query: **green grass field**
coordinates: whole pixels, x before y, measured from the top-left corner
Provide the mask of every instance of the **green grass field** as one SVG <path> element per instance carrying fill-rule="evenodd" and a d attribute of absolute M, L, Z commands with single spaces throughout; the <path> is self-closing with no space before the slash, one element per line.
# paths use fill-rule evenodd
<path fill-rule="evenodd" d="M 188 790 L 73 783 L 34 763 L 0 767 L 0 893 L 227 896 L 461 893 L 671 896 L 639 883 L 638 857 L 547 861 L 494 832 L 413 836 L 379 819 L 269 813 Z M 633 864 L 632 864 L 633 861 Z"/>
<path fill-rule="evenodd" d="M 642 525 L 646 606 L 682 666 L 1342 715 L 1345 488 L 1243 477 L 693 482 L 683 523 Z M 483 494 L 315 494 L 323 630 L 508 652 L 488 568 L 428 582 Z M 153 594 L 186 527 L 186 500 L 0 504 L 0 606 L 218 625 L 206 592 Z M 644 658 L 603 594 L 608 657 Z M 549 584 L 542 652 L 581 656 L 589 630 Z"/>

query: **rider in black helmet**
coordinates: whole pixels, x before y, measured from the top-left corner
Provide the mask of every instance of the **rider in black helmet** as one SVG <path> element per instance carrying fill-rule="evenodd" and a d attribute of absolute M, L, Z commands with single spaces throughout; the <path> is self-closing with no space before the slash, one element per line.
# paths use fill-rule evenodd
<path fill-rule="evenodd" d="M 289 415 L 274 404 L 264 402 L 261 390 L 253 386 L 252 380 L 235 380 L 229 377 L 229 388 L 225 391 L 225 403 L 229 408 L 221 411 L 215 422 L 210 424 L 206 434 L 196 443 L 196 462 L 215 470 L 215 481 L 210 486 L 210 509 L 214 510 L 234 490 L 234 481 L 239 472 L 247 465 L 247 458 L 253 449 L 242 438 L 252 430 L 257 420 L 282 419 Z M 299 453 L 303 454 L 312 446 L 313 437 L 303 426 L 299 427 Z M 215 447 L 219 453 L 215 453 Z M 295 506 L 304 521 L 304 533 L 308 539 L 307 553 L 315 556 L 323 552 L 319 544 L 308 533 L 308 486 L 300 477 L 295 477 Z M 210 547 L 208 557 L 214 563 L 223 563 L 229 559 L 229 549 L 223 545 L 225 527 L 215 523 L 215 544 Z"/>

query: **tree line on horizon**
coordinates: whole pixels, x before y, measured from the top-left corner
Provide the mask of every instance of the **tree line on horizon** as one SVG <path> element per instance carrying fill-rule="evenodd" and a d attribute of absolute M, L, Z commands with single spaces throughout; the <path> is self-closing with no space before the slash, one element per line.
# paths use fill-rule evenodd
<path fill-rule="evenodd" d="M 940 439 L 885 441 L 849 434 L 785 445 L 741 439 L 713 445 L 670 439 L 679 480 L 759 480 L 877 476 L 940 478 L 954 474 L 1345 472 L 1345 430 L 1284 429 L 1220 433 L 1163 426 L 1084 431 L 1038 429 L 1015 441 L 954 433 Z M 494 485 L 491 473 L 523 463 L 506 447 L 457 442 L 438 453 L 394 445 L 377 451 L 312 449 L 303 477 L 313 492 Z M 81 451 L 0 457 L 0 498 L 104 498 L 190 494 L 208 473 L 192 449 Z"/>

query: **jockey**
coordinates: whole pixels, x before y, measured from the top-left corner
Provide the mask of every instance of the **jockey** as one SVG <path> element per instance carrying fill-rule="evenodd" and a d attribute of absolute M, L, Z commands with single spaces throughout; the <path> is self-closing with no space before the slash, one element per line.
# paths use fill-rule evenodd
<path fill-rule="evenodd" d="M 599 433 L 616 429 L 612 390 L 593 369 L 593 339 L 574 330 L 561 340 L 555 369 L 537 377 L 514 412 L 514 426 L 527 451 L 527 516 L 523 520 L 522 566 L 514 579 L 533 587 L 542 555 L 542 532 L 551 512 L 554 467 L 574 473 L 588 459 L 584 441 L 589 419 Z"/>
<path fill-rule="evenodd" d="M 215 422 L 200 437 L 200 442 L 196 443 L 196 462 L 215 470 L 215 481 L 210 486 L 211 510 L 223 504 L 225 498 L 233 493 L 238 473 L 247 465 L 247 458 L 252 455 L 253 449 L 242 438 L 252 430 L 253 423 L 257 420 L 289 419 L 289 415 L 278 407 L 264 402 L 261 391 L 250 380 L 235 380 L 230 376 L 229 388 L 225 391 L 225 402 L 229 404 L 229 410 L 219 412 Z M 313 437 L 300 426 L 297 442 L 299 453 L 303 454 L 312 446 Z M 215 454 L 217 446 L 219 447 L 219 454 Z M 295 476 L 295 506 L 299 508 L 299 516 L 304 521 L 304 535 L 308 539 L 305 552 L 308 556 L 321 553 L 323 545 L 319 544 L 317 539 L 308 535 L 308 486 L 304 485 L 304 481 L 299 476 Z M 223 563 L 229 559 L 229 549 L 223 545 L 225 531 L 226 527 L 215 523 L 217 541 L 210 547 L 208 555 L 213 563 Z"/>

■ ■ ■ ■

What you need to do =
Format the entries above as a two-column CSV with the header request,mask, one row per entry. Put the full request text in the first field and its answer in the second, enclosing each field in double quotes, doubling any internal double quotes, and replacing line breaks with spaces.

Solved exercise =
request,mask
"query: **green grass field** coordinates: whole pixels, x before y, measured from the top-left corner Provide the mask of every instance of the **green grass field** as one SVG <path> element per instance carrying fill-rule=""evenodd"" and a d attribute of absolute M, L, Z commands with single spaces throughout; the <path> is self-closing with no space before the slash, one element per line. # paths use fill-rule evenodd","<path fill-rule=""evenodd"" d=""M 188 790 L 73 783 L 34 763 L 0 767 L 0 893 L 227 896 L 461 893 L 671 896 L 639 883 L 638 857 L 547 861 L 494 832 L 413 836 L 379 819 L 269 813 Z M 633 864 L 632 864 L 633 861 Z""/> <path fill-rule=""evenodd"" d=""M 642 525 L 646 606 L 682 666 L 1342 715 L 1345 488 L 1243 477 L 693 482 L 683 523 Z M 483 494 L 315 494 L 323 630 L 508 652 L 488 568 L 428 582 Z M 153 594 L 186 527 L 186 500 L 0 504 L 0 606 L 218 625 L 206 592 Z M 644 658 L 603 594 L 608 657 Z M 549 584 L 542 652 L 581 656 L 589 630 Z""/>"
"query: **rider in black helmet** coordinates: whole pixels, x before y, measured from the top-left corner Provide the mask of every instance of the **rider in black helmet** as one SVG <path> element per instance carrying fill-rule=""evenodd"" and a d attribute of absolute M, L, Z commands with single spaces throughout; the <path> is self-closing with no space before the slash, one element per line. # paths use fill-rule evenodd","<path fill-rule=""evenodd"" d=""M 289 415 L 274 404 L 264 402 L 261 390 L 253 386 L 252 380 L 235 380 L 229 377 L 229 388 L 225 391 L 225 403 L 229 408 L 221 411 L 215 422 L 210 424 L 206 434 L 196 443 L 196 462 L 215 470 L 215 481 L 210 486 L 210 509 L 214 510 L 234 490 L 234 481 L 239 472 L 247 465 L 247 458 L 253 449 L 242 438 L 252 430 L 257 420 L 282 419 Z M 299 453 L 303 454 L 312 446 L 313 437 L 303 426 L 299 427 Z M 215 447 L 219 453 L 215 453 Z M 295 506 L 304 521 L 304 533 L 308 539 L 307 553 L 315 556 L 323 552 L 319 544 L 308 533 L 308 486 L 300 477 L 295 477 Z M 210 547 L 208 557 L 214 563 L 223 563 L 229 559 L 229 549 L 223 545 L 225 527 L 215 523 L 215 544 Z""/>"
"query: **tree line on horizon** coordinates: whole pixels, x before y, measured from the top-left corner Provide the mask of every instance of the **tree line on horizon** as one SVG <path> element per instance carrying fill-rule=""evenodd"" and a d attribute of absolute M, L, Z commands with single spaces throughout; the <path> is self-closing with no space before the slash, one element per line. # paths use fill-rule evenodd","<path fill-rule=""evenodd"" d=""M 940 439 L 885 441 L 849 434 L 785 445 L 741 439 L 713 445 L 670 439 L 679 480 L 759 480 L 877 476 L 940 478 L 954 474 L 1345 472 L 1345 430 L 1284 429 L 1220 433 L 1163 426 L 1084 431 L 1038 429 L 1015 441 L 954 433 Z M 494 485 L 491 473 L 523 463 L 506 447 L 457 442 L 438 453 L 394 445 L 377 451 L 312 449 L 303 477 L 313 492 Z M 81 451 L 0 457 L 0 498 L 104 498 L 190 494 L 208 473 L 192 449 Z""/>"
"query: **jockey** coordinates: whole pixels, x before y, measured from the top-left corner Provide the mask of every instance of the **jockey** as one SVG <path> element per instance carrying fill-rule=""evenodd"" and a d attribute of absolute M, L, Z commands with single spaces throughout; the <path> is self-closing with no space before the slash, one element per line. # paths use fill-rule evenodd","<path fill-rule=""evenodd"" d=""M 599 433 L 616 429 L 612 390 L 593 369 L 593 339 L 574 330 L 561 340 L 555 369 L 537 377 L 514 412 L 514 426 L 527 451 L 527 516 L 523 520 L 522 566 L 514 579 L 533 587 L 542 555 L 542 532 L 551 512 L 554 467 L 574 473 L 588 459 L 584 441 L 589 419 Z""/> <path fill-rule=""evenodd"" d=""M 215 422 L 200 437 L 200 442 L 196 443 L 196 462 L 215 470 L 215 481 L 210 486 L 211 510 L 223 504 L 225 498 L 233 493 L 238 473 L 247 465 L 247 458 L 252 455 L 253 449 L 242 438 L 252 430 L 253 423 L 257 420 L 289 419 L 289 415 L 278 407 L 264 402 L 261 391 L 250 380 L 235 380 L 230 376 L 229 388 L 225 391 L 225 402 L 229 404 L 229 410 L 219 412 Z M 313 437 L 300 426 L 297 442 L 299 453 L 303 454 L 312 446 Z M 215 454 L 217 446 L 219 447 L 219 454 Z M 295 476 L 295 506 L 299 508 L 299 516 L 304 521 L 304 535 L 308 539 L 305 552 L 308 556 L 321 553 L 323 545 L 319 544 L 317 539 L 308 535 L 308 486 L 304 485 L 304 481 L 299 476 Z M 223 563 L 229 559 L 229 549 L 223 545 L 225 531 L 226 527 L 215 523 L 217 541 L 210 547 L 208 555 L 213 563 Z""/>"